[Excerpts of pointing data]
┄┄┄┄┄┄

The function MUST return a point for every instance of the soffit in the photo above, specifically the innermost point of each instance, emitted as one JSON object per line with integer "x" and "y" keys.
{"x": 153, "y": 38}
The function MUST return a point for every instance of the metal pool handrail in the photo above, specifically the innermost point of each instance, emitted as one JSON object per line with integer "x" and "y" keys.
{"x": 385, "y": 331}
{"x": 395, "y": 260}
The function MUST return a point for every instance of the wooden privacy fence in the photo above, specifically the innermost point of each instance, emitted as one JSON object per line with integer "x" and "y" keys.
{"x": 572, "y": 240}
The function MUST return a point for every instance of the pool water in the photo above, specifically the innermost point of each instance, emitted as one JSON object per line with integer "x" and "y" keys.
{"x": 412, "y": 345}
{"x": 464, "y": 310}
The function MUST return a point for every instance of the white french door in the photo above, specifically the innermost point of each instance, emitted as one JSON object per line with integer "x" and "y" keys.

┄┄┄┄┄┄

Copy the lines above word for word, without changing anything.

**The reply:**
The function MUST return a point for every instance of the soffit in the photo above, specifically the innermost point of each instance, emitted as one JSON object per line with integer "x" and "y" keys.
{"x": 153, "y": 38}
The function MUST return a point for every instance of the metal pool handrail in the photo above, specifically the innermost point of each instance, emitted as one JSON object per line with integer "x" and "y" keys.
{"x": 385, "y": 331}
{"x": 395, "y": 260}
The function MUST return a point for every instance of the wooden privacy fence in the photo above, specifically the innermost point of each instance, emitted as one JSON object per line with integer "x" and "y" keys.
{"x": 572, "y": 240}
The function MUST return a point for every instance of the pool water in the photo above, specifically the innermost point of each instance, emitted as one JSON object per line with integer "x" and "y" keys.
{"x": 412, "y": 345}
{"x": 464, "y": 310}
The function MUST return a point for every instance of the white french door in the photo above, specifically the innermost point of each instance, emitted as one JSON object per line with integer "x" and "y" keys.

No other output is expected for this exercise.